# Graph processing using GraphFrames

In this notebook you will construct a graph from answers and users datasets and use GraphFrames library to run some algorithms on it.

In [None]:
from pyspark.sql import SparkSession
from pyspark.sql.functions import col, desc, count, greatest, least

import os
from IPython.display import Image

In [None]:
spark = (
    SparkSession
    .builder
    .appName('Graph processing I')
    .config("spark.jars.packages", "graphframes:graphframes:0.8.4-spark3.5-s_2.12")
    .getOrCreate()
)

In [None]:
from graphframes import *

In [None]:
base_path = os.getcwd()

project_path = ('/').join(base_path.split('/')[0:-3]) 

answers_input_path = os.path.join(project_path, 'data/answers')

users_input_path = os.path.join(project_path, 'data/users')

image_path = os.path.join(project_path, 'data/images/graphframes.png')

# Task

Create a graph from users and answers. The users will be represented as nodes in the graph and two users will be connected by edge if they answered the same question (see the image bellow).

_TASKS FOR THIS EXERCISE:_
1) Revise the GraphFrames notebook, starting with "# Graph processing" and going on through "algorithms on it.", so that "notebook" becomes "tutorial".
2) Answer these about the GraphFrames notebook:
(a) What app name is set for the Spark session?
(b) Which package coordinate is passed to "spark.jars.packages"?
(c) In the graph to be built, what are the nodes?
The entries after the GraphFrames notebook have no connection to it.

_EXTRACTED DATA:_
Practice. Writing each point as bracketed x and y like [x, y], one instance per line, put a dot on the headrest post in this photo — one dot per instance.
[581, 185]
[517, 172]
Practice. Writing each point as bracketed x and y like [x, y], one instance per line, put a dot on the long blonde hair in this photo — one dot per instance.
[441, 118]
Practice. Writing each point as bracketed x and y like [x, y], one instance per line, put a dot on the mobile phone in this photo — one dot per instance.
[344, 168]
--
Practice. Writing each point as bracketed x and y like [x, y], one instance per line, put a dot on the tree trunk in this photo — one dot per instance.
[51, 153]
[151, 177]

_SOLUTION LIST:_
1)
# Graph processing using GraphFrames

In this tutorial you will construct a graph from answers and users datasets and use GraphFrames library to run some algorithms on it.

2)
(a) 'Graph processing I'
(b) graphframes:graphframes:0.8.4-spark3.5-s_2.12
(c) Users